* Begin Task material *

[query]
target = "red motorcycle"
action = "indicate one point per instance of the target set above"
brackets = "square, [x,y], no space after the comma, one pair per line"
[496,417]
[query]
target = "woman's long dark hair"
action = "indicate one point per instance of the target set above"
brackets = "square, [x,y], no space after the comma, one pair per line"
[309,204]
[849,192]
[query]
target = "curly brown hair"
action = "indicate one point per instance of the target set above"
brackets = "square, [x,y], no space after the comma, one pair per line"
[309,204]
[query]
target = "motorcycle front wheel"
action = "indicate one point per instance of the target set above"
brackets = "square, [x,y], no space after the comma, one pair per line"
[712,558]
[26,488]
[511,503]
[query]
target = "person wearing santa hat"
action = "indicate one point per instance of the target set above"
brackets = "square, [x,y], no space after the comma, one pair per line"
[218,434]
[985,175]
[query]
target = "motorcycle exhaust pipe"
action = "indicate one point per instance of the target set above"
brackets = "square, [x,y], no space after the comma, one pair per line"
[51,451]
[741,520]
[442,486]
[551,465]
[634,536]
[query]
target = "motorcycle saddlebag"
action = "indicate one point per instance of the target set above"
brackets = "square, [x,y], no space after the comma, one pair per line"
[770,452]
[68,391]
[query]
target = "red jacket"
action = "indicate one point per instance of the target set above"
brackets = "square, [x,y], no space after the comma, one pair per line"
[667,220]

* End Task material *

Repeat all of the entries exactly.

Solution for this problem –
[query]
target = "red motorcycle"
action = "indicate one point per instance of the target set above"
brackets = "square, [x,y], no space after the comma, one pair per line"
[496,417]
[query]
target = "woman's long dark hair"
action = "indicate one point per instance of the target set above"
brackets = "square, [x,y], no space after the comma, one pair per line"
[309,204]
[849,192]
[query]
target = "curly brown hair"
action = "indicate one point per instance of the target set above"
brackets = "square, [x,y], no space after the comma, one pair per line"
[309,204]
[query]
target = "motorcycle front wheel"
action = "indicate one point per instance of the target set above"
brackets = "square, [x,y], no space after the comma, one pair per line"
[712,558]
[26,488]
[511,503]
[query]
target = "person wearing santa hat"
action = "indicate one point per instance of the target set above"
brackets = "square, [x,y], no space after the comma, one pair per line"
[218,434]
[985,175]
[query]
target = "motorcycle exhaust pipe"
action = "indicate one point per instance of the target set above"
brackets = "square, [x,y], no space after the comma, one pair per line"
[51,451]
[741,520]
[442,486]
[551,465]
[634,536]
[query]
target = "motorcycle saddlebag"
action = "indicate one point per instance of the target set above"
brackets = "square, [x,y], no space after the comma, one pair per line"
[770,452]
[68,391]
[query]
target = "red jacket"
action = "indicate one point per instance of the target set above"
brackets = "square, [x,y], no space after the comma, one pair per line"
[667,220]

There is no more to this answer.